Source material START

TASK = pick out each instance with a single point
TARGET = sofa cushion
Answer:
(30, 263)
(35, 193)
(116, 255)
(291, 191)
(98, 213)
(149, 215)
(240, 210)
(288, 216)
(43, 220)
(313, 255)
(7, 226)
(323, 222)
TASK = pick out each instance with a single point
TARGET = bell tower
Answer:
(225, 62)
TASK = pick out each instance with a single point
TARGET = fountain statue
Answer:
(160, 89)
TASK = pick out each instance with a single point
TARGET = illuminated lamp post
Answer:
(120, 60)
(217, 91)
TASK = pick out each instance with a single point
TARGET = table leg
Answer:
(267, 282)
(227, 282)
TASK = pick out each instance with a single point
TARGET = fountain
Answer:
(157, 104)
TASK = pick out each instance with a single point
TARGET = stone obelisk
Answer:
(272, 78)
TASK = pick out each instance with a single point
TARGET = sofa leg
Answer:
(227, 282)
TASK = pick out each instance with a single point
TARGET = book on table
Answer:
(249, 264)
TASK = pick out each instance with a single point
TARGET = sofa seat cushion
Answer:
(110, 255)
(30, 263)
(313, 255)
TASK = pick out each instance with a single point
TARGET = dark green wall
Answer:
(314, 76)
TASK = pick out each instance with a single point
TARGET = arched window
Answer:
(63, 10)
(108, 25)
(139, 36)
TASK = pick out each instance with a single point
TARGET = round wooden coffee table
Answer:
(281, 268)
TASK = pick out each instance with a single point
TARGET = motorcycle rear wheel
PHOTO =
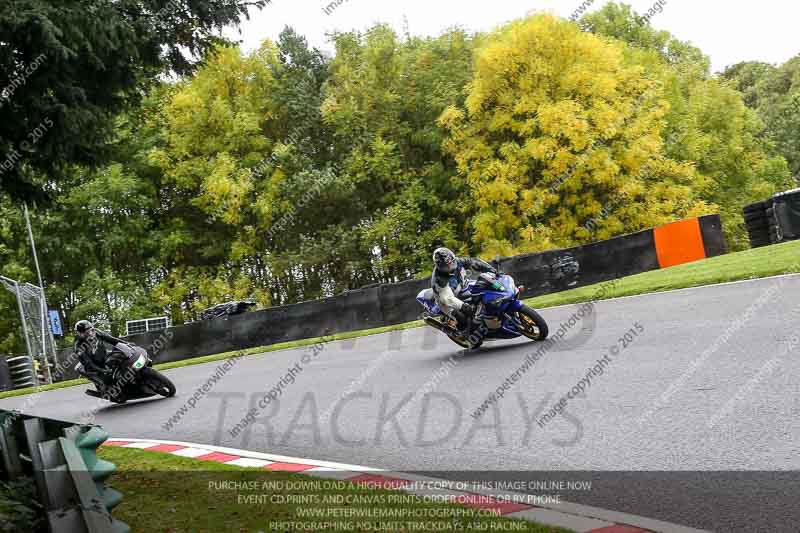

Source material END

### Activity
Every entry above is to be printed again exactly, pictures omitted.

### Response area
TASK = pick out each instance with a single point
TARGET = sofa cushion
Answer:
(30, 263)
(35, 193)
(116, 255)
(291, 191)
(98, 213)
(149, 215)
(240, 210)
(288, 216)
(43, 220)
(313, 255)
(7, 226)
(323, 222)
TASK = pick out each instance with a single point
TARGET = bell tower
Answer:
(225, 62)
TASK = pick out each instance with a single point
TARGET = fountain statue
Answer:
(160, 89)
TASK = pick out each instance with a single point
TARGET = illuminated lamp post
Answer:
(120, 60)
(217, 91)
TASK = pick out each instance with a single point
TARGET = table leg
Answer:
(267, 282)
(227, 282)
TASK = pick out each instance with a single point
TARGET = fountain
Answer:
(157, 104)
TASK = pick out each instance with a single point
TARGET = stone obelisk
Answer:
(272, 78)
TASK = pick out each instance with a single point
TARGET = sofa leg
Answer:
(227, 282)
TASK = pick out each instance with a single point
TARGET = book on table
Answer:
(249, 264)
TASK = pick out each instance with a single point
TARGET = sofa seat cushion
Answer:
(110, 255)
(30, 263)
(313, 255)
TASK = pick out each instance with a single point
TARGET = dark green wall
Answer:
(314, 76)
TASK = pick out each instance with a single point
TARGET = arched window
Answer:
(63, 10)
(108, 25)
(139, 36)
TASK = pick out each instance with a single point
TARGET = round wooden coffee table
Answer:
(281, 268)
TASK = pick out each instance with a single point
TARGET = motorcycle rear wheel
PHOTO =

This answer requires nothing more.